- _Excerpt to read_
>>

# how to hook wireless to wired router?



## shebe (Jan 27, 2007)

Good Day,

Here's my set up so far: Cox Broadband, Surf Modem, Gizmo for Sunrocket PC phone, then Linksys (BEFSR41) 4 port wired router that I'm using for my home network. I have 2 desktops and a notebook attached to it, so I have one port open and everything is up and running. 

Now my roommate wants to add a new wireless Acer notebook which came with a Netgear (WGR614) wireless router. 

Can someone one plz explain in *semi-laypersons terms how to incorporate the wireless into this system? Or possibly point me towards the necessary books or articles. 

Thanks ever so.


----------



## jackdw (Jul 1, 2005)

Plug the netgear into a computer by itself. Loginto it, you should have login details etc.
Look for LAN IP Setup on the left, untick Use Router as DHCP Server and press apply.
Next go to setup: wireless settings and set up your network name and security options.
Then under Maintenance click set password and change it.

Once you've done all this, plug it into your linksys using EITHER straight cable or crossover. Connect wirelessly and it should get an IP address from the linksys and should connect to the internet. The ethernet ports on it can also be used as you would use the linksys ones.

I have the same router set up like this connected to another router with a connection, it does work because i'm connected to it!


----------



## shebe (Jan 27, 2007)

For future reference: Does it matter or is there pros and cons to which router goes first in the set up? 

(Jackdw tysm your info is a lifesave!) 

Ciao


----------



## jackdw (Jul 1, 2005)

The only pros and cons will be in the routers themselves. If one has a feature such as dynamicDNS or something, that will need to be the one that connects. If you just use it to connect and surf, it doesn't matter but I'd keep your linksys there connected seeing it already is.

If you need to forward ports, you only need to on the router with the connection. When it reachers the second router it will already have the local IP address so the router can just forward it like a switch.

Glad I helped, I have the same router so I thought I may as well post what I did.


----------



## JohnWill (Oct 19, 2002)

Connecting two SOHO broadband routers together.

Configure the IP address of the secondary router to be in the same subnet as the primary router, but out of the range of the DHCP server in the primary router. For instance DHCP server addresses 192.168.0.2 through 192.168.0.100, I'd assign the secondary router 192.168.0.254 as it's IP address.

Disable the DHCP server in the secondary router.

Setup the wireless section just the way you would if it was the primary router.

<<

- _What you will do_
**a)** In the forum thread about adding a wireless router to a wired one, what IP address does JohnWill suggest giving the secondary router?
**b)** Pick up the forum thread about adding a wireless router to a wired one and keep writing from the point where it stops.

- _Data entries_

>>

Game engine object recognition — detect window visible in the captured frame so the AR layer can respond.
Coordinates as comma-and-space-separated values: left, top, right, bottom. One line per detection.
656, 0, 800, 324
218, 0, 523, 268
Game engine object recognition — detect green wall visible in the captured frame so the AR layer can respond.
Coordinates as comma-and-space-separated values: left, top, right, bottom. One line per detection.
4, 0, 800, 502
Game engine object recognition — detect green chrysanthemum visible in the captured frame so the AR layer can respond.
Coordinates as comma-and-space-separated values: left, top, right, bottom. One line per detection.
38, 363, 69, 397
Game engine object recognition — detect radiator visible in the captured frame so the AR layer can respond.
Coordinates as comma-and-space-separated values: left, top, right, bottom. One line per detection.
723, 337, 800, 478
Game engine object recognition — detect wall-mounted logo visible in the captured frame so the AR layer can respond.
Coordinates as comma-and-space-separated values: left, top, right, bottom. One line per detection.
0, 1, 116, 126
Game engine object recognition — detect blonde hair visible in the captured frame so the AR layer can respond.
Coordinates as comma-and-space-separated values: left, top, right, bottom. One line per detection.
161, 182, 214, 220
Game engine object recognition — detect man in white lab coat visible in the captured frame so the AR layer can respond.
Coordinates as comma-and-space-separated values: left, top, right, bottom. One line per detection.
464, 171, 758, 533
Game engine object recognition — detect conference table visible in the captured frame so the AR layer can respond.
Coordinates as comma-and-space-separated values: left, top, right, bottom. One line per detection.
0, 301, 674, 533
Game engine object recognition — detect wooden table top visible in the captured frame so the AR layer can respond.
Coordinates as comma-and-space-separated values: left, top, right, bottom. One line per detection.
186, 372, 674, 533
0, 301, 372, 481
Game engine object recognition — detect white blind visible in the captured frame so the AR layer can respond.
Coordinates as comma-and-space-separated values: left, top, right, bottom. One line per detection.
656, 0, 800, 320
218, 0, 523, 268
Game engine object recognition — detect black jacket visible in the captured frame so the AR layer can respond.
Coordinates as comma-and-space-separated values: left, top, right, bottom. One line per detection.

<<

- _Per-task outputs_
**a)** 192.168.0.254

**b)**
Connect from the primary router's LAN port to one of the LAN ports on the secondary router. If there is no uplink port and neither of the routers have auto-sensing ports, use a cross-over cable. Leave the WAN port unconnected!


----------



## jwarren4u (Mar 5, 2006)

If you just need the 3 wired ports, doen't the free wireles router have a 4 port hub built in already, if so just remove the wired router entirely


----------



## shebe (Jan 27, 2007)

It's been a few days since I could get back to setting up the wireless part of my notebook. Now I have a couple of 'new' question about using the wireless router instead of the wired router:

Jwarren suggested using the wireless router instead of the wired... My first question is: Can a wireless router be used for both wired and wireless connections? 

I've had problems loading the wireless software into the notebook. It will open, but I can't do the "setup." Instead it keeps saying, "A firewall or popup was blocking it." I've turned off everything I could think of, but to no avail. (To make sure it wasn't the disc I loaded it into another notebook, so it does work.) Any suggestions on how to solve this problem?

Also, does the wireless router software "have" to be loaded into the computer that is going to be wireless or will any computer on the "network" do? 

Thank you for your time and acknowledge.

windowsxp
avg grisoft
adware
spybot
Unistalled Norton


----------



## jackdw (Jul 1, 2005)

Can a wireless router be used for both wired and wireless connections?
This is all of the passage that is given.